--- Begin Provided text ---

Exploring Motion at EB Maker Faire 2018
This past weekend we participated in the annual East Bay Maker Faire by setting up a pop-up tinkering environment to explore motion with little scrappy bots.
We’ve been experimenting with a set of interchangeable parts that use DAGU gearbox motors, 3 position DPDT switches and a bunch of different shaped laser cut wheels.
For the event we expanded our normal 10’ by 10’ space and added an extra testing arena where learners could test out their machines in a collaborative environment. We built a new system for little wooden hands and thick rope to help create a protected workshop. Nicole also created a knitted chain-link fence that added a friendly and playful entrance to the activity space.
The micro:bit/moto:bit bubble machine also provided an engaging installation for people to play with alongside the main activity. This whimsical machine encouraged a lot of curiosity about coding, computation and how to combine physical and digital materials.

--- End Provided text ---

**Stated exercise A**
According to the Maker Faire post, what kind of motors do the interchangeable parts use?
**Stated exercise B**
Resume the Maker Faire post after its last sentence and carry it forward.

--- Begin Raw records ---

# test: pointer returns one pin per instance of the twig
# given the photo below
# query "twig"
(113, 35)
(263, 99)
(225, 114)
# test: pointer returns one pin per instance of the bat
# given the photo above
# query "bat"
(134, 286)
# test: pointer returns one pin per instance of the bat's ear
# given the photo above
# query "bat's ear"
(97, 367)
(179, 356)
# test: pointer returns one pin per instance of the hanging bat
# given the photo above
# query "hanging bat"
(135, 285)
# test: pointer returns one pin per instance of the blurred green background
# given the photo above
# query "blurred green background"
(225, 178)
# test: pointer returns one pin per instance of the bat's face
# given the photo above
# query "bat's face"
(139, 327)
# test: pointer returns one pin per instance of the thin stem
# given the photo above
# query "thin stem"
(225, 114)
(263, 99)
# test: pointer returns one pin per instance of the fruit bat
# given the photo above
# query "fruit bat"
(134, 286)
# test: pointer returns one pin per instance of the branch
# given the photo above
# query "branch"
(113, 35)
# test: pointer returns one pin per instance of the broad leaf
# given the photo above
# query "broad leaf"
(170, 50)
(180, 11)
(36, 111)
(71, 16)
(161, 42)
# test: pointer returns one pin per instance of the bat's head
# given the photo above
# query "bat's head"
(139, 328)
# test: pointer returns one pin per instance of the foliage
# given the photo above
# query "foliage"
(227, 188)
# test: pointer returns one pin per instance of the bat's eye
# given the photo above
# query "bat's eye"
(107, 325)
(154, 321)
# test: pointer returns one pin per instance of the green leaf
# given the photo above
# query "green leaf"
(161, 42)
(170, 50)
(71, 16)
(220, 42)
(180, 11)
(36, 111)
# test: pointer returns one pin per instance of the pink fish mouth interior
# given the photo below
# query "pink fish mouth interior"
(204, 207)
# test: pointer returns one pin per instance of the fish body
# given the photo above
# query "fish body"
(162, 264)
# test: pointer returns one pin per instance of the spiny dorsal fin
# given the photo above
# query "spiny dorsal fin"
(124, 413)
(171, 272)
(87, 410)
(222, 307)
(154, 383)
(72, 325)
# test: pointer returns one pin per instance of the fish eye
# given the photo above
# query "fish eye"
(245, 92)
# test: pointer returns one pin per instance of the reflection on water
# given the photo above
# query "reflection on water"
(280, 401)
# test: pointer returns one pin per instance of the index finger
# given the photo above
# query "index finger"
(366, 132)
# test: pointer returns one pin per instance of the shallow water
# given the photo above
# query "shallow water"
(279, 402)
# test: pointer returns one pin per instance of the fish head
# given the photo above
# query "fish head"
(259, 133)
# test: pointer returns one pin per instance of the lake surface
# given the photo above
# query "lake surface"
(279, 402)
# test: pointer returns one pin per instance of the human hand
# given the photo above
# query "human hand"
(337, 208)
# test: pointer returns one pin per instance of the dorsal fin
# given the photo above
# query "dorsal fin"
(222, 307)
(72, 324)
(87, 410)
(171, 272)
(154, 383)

--- End Raw records ---

**Exercise result A**
DAGU gearbox motors.

**Exercise result B**
One fun test for the Maker Faire was to create a chalkboard sign with an illustration of the motion boards, the names of all the parts, a diagram of the circuit. Instead of creating a paper handout we encouraged people to take photos of the machines and hopefully build their own version back at home.
The motion boards worked well as a (mostly) unfacilitated activity station. We spent a lot of the time just observing to see how people used the machines. There was a bit of a challenge with the lasercut wheels loosening over time and not having a strong press fit. We’re thinking about working on a new way to connect the hub.
Over the course of the day there were so many fun engagement with kids and adults. The little boards allowed people to quickly iterate on their ideas and create unusual designs.
Other young makers spent more of the time putting together cardboard barriers, archways and ramps for the machines to navigate. It would be fun to try to further develop the idea of building an environment for the boards.
The Maker Faire always gives us a great chance to collaboratively prototype workshops with learners of all ages. Although it’s exciting to rapidly test out the elements with so many makers over the course of the day to see what works well and what parts fail, the most fun element was all the great ideas that kids and adults shared with us.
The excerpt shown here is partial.